Provided text:
Pushing past life’s bumps in the road, UVA student pursues NASCAR dream
CHARLOTTESVILLE, Va. (WVIR) - From the University of Virginia to NASCAR, one student has a dream. Though, there have been a few bumps in the road along the way.
Stephen J. Mallozzi and his dad, also named Stephen, share a goal of competing together with Mallozzi driving and his father fixing the parts.
“We didn’t have the money that a lot of the other teams did,” J. Mallozzi said. “We would go to the racetrack, father and son, and it was either he learned how to run repairs or we wouldn’t do it because we couldn’t afford to pay a mechanic a few hundred bucks a day to help us out.”
The Mallozzi’s started their racing career with Go-Karts. He raced competitively in his hometown of Swedesboro, New Jersey, as well as across the country. He always wanted to go a bit further, and ramp it up to racecars.
They were revving up for the race, but then life pumped the brakes.
“When you have a dad who is given six months to live your life changes a lot,” J. Mallozzi said.
Mallozzi’s dad was diagnosed with Stage 4 small cell cancer. Their love of racing never left, though they did put it on pause while J. Mallozzi completed high school and attended UVA.
He says the coronavirus pandemic ended up being a bit of a blessing in disguise for him, as he had some more time on his hands.

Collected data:
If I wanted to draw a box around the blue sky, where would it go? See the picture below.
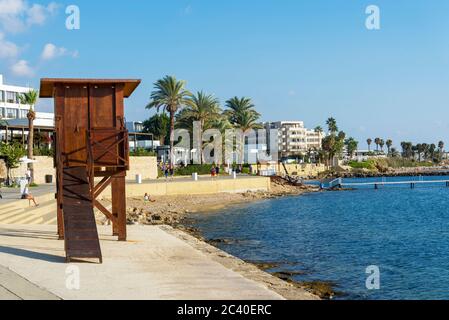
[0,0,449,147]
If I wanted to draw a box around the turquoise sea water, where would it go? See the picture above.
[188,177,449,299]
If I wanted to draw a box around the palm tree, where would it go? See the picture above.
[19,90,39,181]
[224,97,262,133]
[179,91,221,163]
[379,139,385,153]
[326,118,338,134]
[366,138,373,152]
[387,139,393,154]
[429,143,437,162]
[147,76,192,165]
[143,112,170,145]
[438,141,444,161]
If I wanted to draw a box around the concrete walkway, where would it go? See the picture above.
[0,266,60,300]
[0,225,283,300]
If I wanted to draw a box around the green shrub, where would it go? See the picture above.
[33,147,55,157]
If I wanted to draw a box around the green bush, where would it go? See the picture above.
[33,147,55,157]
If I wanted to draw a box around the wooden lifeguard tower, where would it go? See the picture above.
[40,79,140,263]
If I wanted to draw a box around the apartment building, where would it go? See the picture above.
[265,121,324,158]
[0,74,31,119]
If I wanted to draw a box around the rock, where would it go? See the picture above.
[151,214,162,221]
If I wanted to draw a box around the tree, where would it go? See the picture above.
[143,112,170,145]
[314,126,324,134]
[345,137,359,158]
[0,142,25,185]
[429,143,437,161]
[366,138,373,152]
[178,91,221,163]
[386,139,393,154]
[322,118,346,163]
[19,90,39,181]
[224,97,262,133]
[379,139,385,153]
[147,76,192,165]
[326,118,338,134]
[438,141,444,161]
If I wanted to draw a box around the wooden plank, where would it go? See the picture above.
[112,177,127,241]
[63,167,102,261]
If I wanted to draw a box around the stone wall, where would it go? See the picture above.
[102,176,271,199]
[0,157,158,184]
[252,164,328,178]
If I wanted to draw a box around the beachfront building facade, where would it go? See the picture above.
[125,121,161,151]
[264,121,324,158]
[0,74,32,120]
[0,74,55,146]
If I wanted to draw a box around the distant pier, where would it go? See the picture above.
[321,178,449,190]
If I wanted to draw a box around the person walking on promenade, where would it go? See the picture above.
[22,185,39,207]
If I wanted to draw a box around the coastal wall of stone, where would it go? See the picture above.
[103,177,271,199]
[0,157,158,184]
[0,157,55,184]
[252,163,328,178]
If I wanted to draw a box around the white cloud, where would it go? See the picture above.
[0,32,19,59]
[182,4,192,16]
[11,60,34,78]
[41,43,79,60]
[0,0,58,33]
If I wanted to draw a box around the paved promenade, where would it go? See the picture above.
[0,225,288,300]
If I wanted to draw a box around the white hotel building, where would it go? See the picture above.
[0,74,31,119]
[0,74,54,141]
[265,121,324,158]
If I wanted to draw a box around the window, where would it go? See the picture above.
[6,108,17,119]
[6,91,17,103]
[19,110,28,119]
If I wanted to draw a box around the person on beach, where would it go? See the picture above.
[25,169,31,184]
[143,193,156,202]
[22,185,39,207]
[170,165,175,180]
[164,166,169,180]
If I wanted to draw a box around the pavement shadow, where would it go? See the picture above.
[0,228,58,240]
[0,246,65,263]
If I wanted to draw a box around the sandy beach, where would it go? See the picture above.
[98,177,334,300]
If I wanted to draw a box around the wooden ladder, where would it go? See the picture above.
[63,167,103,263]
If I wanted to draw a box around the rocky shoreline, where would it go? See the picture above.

Task list:
1: Using the NASCAR article, answer the following:
(a) In which town did Mallozzi race competitively as a hometown driver?
(b) What was Mallozzi's father diagnosed with?
(c) What kind of vehicle did the Mallozzis first race?
2: Edit the NASCAR article from "Stephen J. Mallozzi" to "up to racecars.", putting "technician" in place of "mechanic".
3: Proceed with the NASCAR article, picking up after its last sentence.

Answer section:
1:
(a) Swedesboro, New Jersey
(b) Stage 4 small cell cancer
(c) Go-Karts

2:
Stephen J. Mallozzi and his dad, also named Stephen, share a goal of competing together with Mallozzi driving and his father fixing the parts.
“We didn’t have the money that a lot of the other teams did,” J. Mallozzi said. “We would go to the racetrack, father and son, and it was either he learned how to run repairs or we wouldn’t do it because we couldn’t afford to pay a technician a few hundred bucks a day to help us out.”
The Mallozzi’s started their racing career with Go-Karts. He raced competitively in his hometown of Swedesboro, New Jersey, as well as across the country. He always wanted to go a bit further, and ramp it up to racecars.

3:
“I had a little bit of money saved up that I had invested during COVID and I decided, what better way to spend that money than to go after my dream?” J. Mallozzi said.
Classes being moved online meant he could move to Charlotte, North Carolina to fully train for racing.
“I was in math class, just doing calculus, and you know, and it was a lot to balance. The days were at times 19, 20 hours long, four or five days a week. Then, on the weekends, you traveled with the race team,” J. Mallozi said.
J. Mallozi says he got the call in June that he had been waiting for: The director of competition told him he was approved, and that he had become a licensed NASCAR driver.
“I broke down crying on the phone with my dad. I ran to my mom and I did a bunch of dramatic fist pumps and all that jazz,” J. Mallozi said.
It’s a day he never thought he’d see, especially with his dad by his side.
“He had driven down 10 hours, three days after chemotherapy to come watch me race. He was sick, puking, and exhausted all night, and he says, ‘I’m not missing this.’ He says, ‘I’m not missing my son,’” J. Mallozzi said.
The elder Mallozzi is beating the odds, living six years past his diagnosis.
“I have made it a point to as best I can not let it disrupt everything about the great life that we’ve had,” the father said. “No way I’m going to miss that.”
The father and son are set to make their NASCAR debut Saturday, July 9.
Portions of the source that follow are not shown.